[begin Records for this exercise]

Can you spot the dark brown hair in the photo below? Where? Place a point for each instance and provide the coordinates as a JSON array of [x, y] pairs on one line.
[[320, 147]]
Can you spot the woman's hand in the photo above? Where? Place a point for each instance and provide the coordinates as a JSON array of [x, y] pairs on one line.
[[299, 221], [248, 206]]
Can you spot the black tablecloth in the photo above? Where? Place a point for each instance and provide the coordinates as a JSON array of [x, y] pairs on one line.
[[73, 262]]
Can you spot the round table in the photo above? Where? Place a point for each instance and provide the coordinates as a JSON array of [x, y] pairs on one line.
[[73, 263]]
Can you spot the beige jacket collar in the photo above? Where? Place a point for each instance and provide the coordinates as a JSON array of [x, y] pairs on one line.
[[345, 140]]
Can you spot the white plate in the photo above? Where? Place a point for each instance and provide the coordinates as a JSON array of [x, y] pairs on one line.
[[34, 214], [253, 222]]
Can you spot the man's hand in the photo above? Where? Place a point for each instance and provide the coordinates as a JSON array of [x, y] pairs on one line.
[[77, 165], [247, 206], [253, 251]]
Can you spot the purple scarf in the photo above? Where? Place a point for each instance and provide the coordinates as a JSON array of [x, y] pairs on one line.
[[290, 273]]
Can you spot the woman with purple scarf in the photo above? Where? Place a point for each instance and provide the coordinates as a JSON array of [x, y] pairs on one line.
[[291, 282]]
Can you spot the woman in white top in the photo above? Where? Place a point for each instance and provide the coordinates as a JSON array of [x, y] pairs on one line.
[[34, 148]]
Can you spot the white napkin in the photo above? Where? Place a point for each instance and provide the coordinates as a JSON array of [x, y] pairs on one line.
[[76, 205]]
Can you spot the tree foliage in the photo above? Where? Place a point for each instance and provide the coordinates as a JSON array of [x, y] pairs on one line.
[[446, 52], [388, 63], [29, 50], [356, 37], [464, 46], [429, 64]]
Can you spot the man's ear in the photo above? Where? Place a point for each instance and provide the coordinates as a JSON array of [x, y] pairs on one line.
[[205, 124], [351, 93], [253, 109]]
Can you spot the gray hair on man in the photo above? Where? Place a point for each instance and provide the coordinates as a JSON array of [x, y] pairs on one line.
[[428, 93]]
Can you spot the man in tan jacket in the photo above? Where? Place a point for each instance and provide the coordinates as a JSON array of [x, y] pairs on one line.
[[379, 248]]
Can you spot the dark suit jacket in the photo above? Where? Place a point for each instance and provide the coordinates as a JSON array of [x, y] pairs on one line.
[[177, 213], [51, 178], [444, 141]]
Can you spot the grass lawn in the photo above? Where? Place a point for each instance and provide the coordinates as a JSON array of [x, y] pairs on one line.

[end Records for this exercise]

Set exercise. Return the lines from the line containing "Can you spot the gray" to the end of the entries above, exactly as they appear and with no other output.

Solution for this problem.
Can you spot the gray hair on man in the photo above? Where? Place a point for each instance and provide the coordinates as a JSON array of [x, y] pairs on one line.
[[428, 93]]
Can you spot the man in tan jacket in the photo above? Where? Place a point for each instance and provide the coordinates as a JSON array of [x, y] pairs on one line.
[[379, 248]]
Can you spot the dark suit jacket in the photo above? Where? Place a point for each instance and provide the coordinates as a JSON array of [x, y] pairs on one line.
[[177, 213], [51, 178], [444, 141]]
Can you spot the grass lawn in the photo above? Where? Place a point for each instance and provide the coordinates as a JSON array of [x, y] pairs on one line.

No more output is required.